### FRAGMENTO DEL DOCUMENTO
/---

CRISTIANISMO E HISTORIA: A. Piñero


Hoy escribe Antonio Piñero


Es absolutamente necesario señalar en el momento en el que estamos en esta serie que lo que algunos estudiosos y comentaristas llaman hoy la Gran Iglesia es ni más ni menos que la iglesia fundamentalmente paulina que va poco a poco aglutinando en torno a sus ideas a otros grupos que en principio podían tener afinidades, fuertes en algunos casos, con otras corrientes, como el judeocristianismo: el Evangelio de Mateo; Epístolas de Judas y de Santiago; Apocalipsis, o con un cierto protognosticismo como el Evangelio de Juan.

\---

### DATOS PROPORCIONADOS
/---

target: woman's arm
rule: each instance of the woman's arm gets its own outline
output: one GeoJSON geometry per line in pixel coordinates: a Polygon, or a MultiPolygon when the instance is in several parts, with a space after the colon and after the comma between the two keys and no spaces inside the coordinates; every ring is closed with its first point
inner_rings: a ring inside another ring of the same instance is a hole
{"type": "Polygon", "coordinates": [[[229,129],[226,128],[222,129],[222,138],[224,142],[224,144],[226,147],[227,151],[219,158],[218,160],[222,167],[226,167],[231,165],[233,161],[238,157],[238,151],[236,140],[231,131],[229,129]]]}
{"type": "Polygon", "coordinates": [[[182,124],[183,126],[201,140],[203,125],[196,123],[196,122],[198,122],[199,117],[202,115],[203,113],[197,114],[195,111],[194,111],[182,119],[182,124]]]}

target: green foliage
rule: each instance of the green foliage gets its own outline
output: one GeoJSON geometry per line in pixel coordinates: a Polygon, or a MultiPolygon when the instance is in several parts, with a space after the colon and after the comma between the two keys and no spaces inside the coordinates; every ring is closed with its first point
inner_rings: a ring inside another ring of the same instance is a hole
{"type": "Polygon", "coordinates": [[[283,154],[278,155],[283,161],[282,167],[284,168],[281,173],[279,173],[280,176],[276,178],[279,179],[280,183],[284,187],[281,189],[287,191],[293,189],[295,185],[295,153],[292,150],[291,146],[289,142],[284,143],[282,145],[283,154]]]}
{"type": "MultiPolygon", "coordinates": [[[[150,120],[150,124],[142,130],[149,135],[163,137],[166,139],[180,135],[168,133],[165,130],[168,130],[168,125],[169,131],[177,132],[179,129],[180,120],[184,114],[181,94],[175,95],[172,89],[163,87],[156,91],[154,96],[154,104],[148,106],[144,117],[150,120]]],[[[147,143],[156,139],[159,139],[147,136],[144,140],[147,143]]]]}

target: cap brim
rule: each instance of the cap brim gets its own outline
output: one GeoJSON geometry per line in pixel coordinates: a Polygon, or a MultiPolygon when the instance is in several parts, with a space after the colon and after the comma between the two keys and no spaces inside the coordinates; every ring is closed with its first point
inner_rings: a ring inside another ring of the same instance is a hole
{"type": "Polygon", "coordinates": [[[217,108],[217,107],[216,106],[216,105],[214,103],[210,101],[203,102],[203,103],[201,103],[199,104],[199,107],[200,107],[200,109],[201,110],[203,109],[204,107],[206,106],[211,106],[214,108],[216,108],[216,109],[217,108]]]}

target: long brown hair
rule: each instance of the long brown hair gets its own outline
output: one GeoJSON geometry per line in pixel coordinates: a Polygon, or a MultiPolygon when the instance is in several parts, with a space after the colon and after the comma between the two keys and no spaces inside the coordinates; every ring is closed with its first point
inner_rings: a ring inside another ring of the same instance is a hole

\---

### POR HACER
Por favor, convierte en una lista breve el párrafo del fragmento que comienza con «Es absolutamente necesario», conservando sus datos principales. Las líneas no guardan relación con el fragmento.

### SOLUCIÓN DEL EJERCICIO
- Lo que algunos estudiosos y comentaristas llaman hoy la Gran Iglesia es, fundamentalmente, la iglesia paulina.
- Esa iglesia fue reuniendo poco a poco en torno a sus ideas a otros grupos.
- Al principio, esos grupos podían tener afinidades, a veces fuertes, con otras corrientes:
  - el judeocristianismo: Evangelio de Mateo, Epístolas de Judas y de Santiago, Apocalipsis;
  - un cierto protognosticismo, como el Evangelio de Juan.